● **Exercise goal**
Reproduce the lines from the one containing "Find each yellow" through the end of the lines, changing "speckled" to "spotted" and leaving everything else unchanged.

(Data entries)
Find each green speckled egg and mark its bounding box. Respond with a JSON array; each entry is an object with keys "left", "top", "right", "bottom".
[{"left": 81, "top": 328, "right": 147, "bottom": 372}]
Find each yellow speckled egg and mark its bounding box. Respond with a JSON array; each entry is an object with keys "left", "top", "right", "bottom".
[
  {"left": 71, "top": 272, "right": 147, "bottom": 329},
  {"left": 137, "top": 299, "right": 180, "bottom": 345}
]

● **Solution for this task**
Find each yellow spotted egg and mark its bounding box. Respond with a JSON array; each entry is an object with keys "left", "top", "right", "bottom".
[
  {"left": 71, "top": 272, "right": 147, "bottom": 329},
  {"left": 137, "top": 299, "right": 180, "bottom": 345}
]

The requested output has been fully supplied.